→ Activity
Below are the records; locate each line with the word "fingernail" and copy it.

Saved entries
====

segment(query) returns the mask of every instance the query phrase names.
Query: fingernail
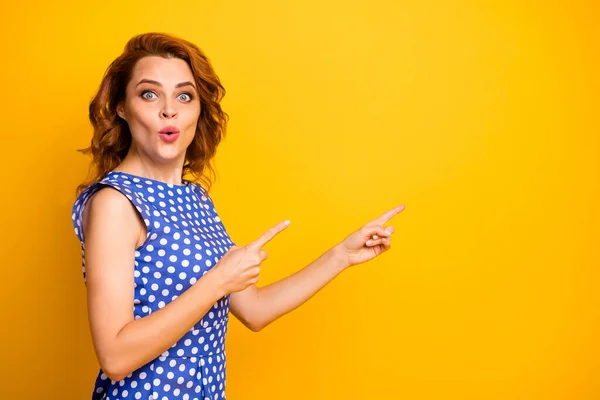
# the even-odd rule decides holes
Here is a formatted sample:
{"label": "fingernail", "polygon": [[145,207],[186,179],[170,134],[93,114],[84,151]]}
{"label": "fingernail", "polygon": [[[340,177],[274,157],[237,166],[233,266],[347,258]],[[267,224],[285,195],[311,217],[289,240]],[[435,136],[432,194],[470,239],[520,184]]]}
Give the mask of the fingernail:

====

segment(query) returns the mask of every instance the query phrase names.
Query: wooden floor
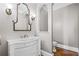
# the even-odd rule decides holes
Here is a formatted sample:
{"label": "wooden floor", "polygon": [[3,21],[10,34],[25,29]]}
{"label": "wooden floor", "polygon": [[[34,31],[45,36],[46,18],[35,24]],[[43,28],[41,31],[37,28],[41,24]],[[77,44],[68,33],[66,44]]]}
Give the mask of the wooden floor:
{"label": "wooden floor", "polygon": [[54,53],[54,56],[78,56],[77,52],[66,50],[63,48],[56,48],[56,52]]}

====

→ Response area
Query: fingernail
{"label": "fingernail", "polygon": [[145,207],[186,179],[170,134],[93,114],[84,151]]}
{"label": "fingernail", "polygon": [[[340,177],[274,157],[237,166],[233,266],[347,258]],[[267,224],[285,195],[311,217],[289,240]],[[435,136],[432,194],[470,239],[520,184]]]}
Give the mask of the fingernail:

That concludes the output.